Kurze Aufgabe a. Gib an, in wie vielen Zeilen der Datensätze das Wort "utility" vorkommt, und nenne dabei nur die Zahl.

### Textauszug ###

Für Analysten, Investoren und Journalisten bringt der aktuelle Wettbewerbsprozess der US-Regierung gegen Google eine Schatztruhe an Aussagen über Unternehmensinterna, die die großen Netzkonzerne lieber geheim halten würden.
Jüngstes Juwel ist eine Aussage des Apple-Managers Eddy Cue, der am Mittwoch als Zeuge zu den Vereinbarungen zwischen Google und Apple aussagen musste: Demnach verliert Google erstmals seit Beginn der Zusammenarbeit zwischen Google und Apple Nutzer.
Damit sind auch die Werbeumsätze rückläufig – eine Aussage, die den Aktienkurs der Google-Mutter Alphabet innerhalb von Minuten unter Druck setzte. Innerhalb eines Tages verlor die Aktie über sieben Prozent an Wert, was einem Verlust von etwa 250 Milliarden US-Dollar an Marktkapitalisierung entspricht.

###

Kurze Aufgabe b. Um wie viel Prozent fiel die Alphabet-Aktie laut dem Textauszug innerhalb eines Tages?

### Daten zur Übung ###

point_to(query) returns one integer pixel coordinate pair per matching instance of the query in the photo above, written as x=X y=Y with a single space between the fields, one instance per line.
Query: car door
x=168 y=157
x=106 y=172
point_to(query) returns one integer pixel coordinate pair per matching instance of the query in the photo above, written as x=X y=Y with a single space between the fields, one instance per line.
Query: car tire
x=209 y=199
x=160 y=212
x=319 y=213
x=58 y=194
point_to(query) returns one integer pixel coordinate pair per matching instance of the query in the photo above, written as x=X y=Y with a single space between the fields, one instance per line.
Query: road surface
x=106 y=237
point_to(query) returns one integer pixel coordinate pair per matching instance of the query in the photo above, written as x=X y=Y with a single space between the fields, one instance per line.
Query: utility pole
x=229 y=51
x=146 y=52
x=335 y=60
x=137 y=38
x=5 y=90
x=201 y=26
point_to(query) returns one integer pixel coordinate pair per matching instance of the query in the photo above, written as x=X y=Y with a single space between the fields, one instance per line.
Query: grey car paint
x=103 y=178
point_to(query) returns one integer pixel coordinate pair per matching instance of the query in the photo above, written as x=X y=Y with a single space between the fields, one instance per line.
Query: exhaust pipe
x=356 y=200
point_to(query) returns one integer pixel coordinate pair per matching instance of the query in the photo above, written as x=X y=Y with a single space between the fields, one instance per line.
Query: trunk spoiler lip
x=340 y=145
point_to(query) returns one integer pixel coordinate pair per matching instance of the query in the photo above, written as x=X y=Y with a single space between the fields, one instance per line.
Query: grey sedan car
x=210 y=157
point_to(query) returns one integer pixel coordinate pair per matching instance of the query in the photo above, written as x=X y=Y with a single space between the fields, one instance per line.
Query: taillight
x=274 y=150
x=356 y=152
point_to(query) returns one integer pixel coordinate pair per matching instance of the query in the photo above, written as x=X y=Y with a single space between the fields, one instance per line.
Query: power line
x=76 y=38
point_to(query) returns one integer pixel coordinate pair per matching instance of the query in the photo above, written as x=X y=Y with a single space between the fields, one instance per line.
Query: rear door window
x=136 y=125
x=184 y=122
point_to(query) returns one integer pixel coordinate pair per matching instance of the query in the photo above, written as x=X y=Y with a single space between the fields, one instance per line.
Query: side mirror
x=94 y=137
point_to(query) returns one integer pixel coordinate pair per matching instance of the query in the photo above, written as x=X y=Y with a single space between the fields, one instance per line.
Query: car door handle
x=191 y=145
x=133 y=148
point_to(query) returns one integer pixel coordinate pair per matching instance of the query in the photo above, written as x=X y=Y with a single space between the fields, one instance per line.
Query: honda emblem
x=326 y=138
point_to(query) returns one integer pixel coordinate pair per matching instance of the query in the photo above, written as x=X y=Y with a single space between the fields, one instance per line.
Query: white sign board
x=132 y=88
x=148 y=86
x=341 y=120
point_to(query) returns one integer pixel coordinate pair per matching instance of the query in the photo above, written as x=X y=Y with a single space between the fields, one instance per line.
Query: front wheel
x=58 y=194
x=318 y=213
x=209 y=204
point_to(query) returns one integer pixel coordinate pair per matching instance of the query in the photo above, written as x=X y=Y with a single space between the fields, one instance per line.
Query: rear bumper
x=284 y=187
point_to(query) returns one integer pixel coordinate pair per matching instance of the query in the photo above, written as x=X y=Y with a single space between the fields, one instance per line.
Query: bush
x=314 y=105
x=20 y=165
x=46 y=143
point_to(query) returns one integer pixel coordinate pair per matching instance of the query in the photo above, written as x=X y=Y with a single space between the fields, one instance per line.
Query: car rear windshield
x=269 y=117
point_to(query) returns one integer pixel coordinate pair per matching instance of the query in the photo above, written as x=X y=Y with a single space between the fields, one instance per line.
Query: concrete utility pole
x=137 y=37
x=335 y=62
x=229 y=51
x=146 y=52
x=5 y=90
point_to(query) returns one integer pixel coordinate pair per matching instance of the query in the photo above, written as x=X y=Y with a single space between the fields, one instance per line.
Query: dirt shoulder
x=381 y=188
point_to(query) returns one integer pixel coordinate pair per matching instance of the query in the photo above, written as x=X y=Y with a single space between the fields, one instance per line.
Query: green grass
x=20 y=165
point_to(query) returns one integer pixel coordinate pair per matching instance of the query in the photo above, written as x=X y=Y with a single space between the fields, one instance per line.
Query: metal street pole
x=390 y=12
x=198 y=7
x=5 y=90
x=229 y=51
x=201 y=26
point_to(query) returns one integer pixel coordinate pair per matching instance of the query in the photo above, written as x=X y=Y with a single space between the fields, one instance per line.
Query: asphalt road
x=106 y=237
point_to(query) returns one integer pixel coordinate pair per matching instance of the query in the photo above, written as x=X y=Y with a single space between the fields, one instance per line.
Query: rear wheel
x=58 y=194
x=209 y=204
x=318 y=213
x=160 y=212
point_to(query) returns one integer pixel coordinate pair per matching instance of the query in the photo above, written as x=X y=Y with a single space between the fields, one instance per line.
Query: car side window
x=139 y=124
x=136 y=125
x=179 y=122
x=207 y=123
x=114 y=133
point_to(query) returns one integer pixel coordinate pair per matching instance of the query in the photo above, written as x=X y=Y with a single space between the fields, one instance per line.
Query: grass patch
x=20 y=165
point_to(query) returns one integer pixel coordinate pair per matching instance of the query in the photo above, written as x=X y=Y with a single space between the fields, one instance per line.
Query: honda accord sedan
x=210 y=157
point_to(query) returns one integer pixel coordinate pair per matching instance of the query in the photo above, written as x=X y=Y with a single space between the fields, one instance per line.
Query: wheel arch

###

Korrekte Lösung a. 2

Korrekte Lösung b. Um über sieben Prozent.